**Exercise:**
Could you extend the text on peptide brush polymers below, picking up after its last sentence?

**Text segment:**
********************
Protein-Like Polymers (PLPs) prepared from peptide-modified norbornenes for display of proteolytically resistant peptides with functional qualities including acting as cell penetrating species for carrying proteins into cells. (A) In silico model of norbornenyl-peptide based brush polymers, or PLPs. (B) TAT peptides displayed as PLPs resist enzymatic degradation. Flow cytometry data showing that degraded material (peptides alone) do not enter cells, whereas the PLP-based TAT is protected from proteolysis and remains functional for cell uptake. (C) Configurations of a single peptide, a brush polymer, and a nanoparticle labelled with dye depicted by a yellow star. (D) The cytosolic delivery of Cre protein, monitored by a genomically-integrated fluorescence reporter is shown in the fluorescence microscopy images of HEK293T cells upon the treatment of Cre protein and the delivery systems. Scale bars are 20 μm. Figure adapted from Ref. [56] and [59]. Copyright 2014 American Chemical Society and 2019 Wiley-VCH Verlag GmbH & Co.

5. Summary and Outlook

The collections of brush polymers described herein represent a unique class of synthetic biomacromolecule. The polymers consistently show multivalent, length scale and stability advantages over the individual biomolecular oligomers that make up their side chains. Examples of cell uptake, and bioactivity being enhanced have arisen in non-obvious ways, especially in the case of the peptide work.^[56,57] Generalizable scaffolds for rapid formulation of biomolecular oligomers are increasingly sought after, where the basic monomers suffer short comings including a lack of desirable multivalency. Polymerization reactions to incorporate the biomolecules into brush polymer architectures, at high-densities via a graft-through approach, offer an efficient way of achieving this. These approaches are enabled by modern advancements in mild and functional group tolerant living polymerization methods coupled with solid phase synthetic approaches to complex, sequence defined biomolecules. These two synthetic approaches, taken together, represent two of the most efficient sets of reactions known. Simply, we take advantage of the fact that polymerization reactions are some of the best, most reproducible reactions in chemistry.^[59] In doing so, biomolecular oligomers can be rapidly formulated and engineered for effect.
********************
**Data extracts:**
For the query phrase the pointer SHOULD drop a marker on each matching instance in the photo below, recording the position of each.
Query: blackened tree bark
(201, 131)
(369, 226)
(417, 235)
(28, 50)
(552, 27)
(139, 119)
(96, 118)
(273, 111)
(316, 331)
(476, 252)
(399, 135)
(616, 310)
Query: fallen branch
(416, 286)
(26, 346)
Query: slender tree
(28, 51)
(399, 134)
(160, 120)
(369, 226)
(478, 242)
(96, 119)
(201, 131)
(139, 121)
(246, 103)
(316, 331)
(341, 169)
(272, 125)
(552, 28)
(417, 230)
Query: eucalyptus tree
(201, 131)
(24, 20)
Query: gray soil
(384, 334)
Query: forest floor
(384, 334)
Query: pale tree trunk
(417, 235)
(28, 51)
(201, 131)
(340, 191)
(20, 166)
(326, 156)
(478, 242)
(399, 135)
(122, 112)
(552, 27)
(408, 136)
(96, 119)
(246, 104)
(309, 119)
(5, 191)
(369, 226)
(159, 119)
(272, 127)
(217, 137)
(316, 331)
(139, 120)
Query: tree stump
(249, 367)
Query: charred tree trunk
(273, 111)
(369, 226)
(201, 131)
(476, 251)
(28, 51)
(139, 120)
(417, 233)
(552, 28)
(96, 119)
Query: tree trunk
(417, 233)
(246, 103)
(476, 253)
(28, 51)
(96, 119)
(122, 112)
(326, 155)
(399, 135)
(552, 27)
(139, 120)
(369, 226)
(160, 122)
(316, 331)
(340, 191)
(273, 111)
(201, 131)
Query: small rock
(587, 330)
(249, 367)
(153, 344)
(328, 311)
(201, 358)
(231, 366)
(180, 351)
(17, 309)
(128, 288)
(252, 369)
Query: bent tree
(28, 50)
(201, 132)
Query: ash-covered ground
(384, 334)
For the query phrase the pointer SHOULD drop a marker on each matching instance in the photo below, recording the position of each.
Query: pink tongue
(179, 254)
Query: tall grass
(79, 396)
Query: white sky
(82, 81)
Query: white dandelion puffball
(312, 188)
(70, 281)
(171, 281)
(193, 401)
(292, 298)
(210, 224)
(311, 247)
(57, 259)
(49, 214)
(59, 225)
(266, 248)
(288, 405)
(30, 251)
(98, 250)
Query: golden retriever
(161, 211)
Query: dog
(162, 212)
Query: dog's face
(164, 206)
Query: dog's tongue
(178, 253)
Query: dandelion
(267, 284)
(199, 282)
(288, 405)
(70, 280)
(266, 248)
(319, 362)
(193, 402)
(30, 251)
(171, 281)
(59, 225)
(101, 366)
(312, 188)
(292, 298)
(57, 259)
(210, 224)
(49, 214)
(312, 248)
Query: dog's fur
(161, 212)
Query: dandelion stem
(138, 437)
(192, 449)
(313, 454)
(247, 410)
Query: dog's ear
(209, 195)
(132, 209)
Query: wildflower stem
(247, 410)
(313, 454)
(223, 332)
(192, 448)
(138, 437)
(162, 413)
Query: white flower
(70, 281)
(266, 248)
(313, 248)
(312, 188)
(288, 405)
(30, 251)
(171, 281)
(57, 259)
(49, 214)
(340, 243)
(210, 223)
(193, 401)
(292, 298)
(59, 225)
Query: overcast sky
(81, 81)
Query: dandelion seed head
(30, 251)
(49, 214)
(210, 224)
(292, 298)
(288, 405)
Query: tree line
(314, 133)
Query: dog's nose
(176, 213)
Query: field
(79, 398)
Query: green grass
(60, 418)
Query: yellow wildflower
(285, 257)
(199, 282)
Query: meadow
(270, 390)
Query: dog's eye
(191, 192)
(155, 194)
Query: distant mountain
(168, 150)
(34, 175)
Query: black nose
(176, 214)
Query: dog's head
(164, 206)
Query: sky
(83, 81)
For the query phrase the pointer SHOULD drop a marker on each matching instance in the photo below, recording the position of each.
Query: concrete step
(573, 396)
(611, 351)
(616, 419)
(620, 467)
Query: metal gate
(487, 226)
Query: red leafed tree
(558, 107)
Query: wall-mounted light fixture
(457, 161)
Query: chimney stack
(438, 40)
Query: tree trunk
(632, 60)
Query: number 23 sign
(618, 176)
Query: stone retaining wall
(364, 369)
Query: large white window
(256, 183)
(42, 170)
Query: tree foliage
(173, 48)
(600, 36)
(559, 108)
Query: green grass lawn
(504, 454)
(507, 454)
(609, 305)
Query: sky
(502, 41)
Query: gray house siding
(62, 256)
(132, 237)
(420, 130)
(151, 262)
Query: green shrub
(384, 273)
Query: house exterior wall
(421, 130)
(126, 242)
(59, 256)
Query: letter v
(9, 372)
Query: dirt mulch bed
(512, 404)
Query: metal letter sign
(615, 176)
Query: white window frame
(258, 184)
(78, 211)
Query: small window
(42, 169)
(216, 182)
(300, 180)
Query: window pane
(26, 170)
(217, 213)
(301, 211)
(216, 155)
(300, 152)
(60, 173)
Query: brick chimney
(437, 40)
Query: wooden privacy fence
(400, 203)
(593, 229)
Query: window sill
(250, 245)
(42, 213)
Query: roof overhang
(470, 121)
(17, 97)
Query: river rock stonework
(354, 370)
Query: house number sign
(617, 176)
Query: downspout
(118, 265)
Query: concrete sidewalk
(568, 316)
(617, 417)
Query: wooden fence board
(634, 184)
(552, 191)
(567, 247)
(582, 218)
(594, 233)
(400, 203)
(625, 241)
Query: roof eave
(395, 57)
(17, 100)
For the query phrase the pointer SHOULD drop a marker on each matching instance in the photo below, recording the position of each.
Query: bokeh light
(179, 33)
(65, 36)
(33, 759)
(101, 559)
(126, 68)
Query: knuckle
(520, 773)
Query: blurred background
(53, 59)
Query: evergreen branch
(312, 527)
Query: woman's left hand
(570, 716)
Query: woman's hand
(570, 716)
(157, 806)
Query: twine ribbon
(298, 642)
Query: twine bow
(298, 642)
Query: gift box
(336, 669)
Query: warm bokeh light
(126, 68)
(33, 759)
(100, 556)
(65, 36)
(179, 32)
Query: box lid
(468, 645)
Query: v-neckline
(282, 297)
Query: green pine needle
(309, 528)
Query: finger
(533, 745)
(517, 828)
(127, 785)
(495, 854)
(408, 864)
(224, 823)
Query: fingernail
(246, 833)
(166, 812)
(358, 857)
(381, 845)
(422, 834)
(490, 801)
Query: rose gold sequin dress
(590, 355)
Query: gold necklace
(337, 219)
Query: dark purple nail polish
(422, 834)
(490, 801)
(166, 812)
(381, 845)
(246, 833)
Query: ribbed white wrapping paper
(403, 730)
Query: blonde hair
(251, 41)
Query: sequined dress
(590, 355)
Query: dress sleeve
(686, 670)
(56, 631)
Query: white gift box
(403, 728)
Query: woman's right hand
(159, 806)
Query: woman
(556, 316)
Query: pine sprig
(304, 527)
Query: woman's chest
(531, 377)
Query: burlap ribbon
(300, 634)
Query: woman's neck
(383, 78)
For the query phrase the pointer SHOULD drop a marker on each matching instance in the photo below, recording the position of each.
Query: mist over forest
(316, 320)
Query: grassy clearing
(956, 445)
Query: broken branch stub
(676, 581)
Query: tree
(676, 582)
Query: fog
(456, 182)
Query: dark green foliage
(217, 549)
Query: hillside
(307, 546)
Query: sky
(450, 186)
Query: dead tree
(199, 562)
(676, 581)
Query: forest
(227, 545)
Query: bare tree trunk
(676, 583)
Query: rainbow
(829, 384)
********************
**Output:**
The materials described herein draw on the considerable progress in the development of high yielding, scalable approaches to prepare synthetic biomolecules (i.e., oligonucleotides, oligosaccharides, and oligopeptides) for therapeutics, in self-assembled and nanoscale materials, and as tools in chemical biology. We believe that the recent progress in biomolecular brush polymers will not only expand the scope of therapeutic delivery systems, but also open the door to an unprecedented class of biomimetic materials with unique properties and applications.

Biographies

Wonmin Choi received his B.S.(2013) and M.S.(2015) degree in Chemistry from Seoul National University, Republic of Korea, under the supervision of Prof. Yan Lee. He is currently a Ph.D. student at Northwestern University under the auspices of Prof. Nathan C. Gianneschi. His research interests mainly focus on the development of novel peptide-based drug delivery platforms.

Nathan C. Gianneschi received his B.Sc-(Hons) in Chemistry at the University of Adelaide, Australia (1999) and his Ph.D at Northwestern University (2005). After graduation he conducted his Postdoctoral Fellowship at The Scripps Research Institute where he was a Dow Chemical Company American Australian Association Fellow. He is currently Jacob & Rosaline Cohn Professor of Chemistry, Materials Science & Engineering, Biomedical Engineering and Pharmacology at Northwestern University. His work is broadly in the area of multifunctional polymeric materials with relevance in biomedical applications. In addition, he leads a basic research program focused on nanoscale materials design, synthesis and characterization.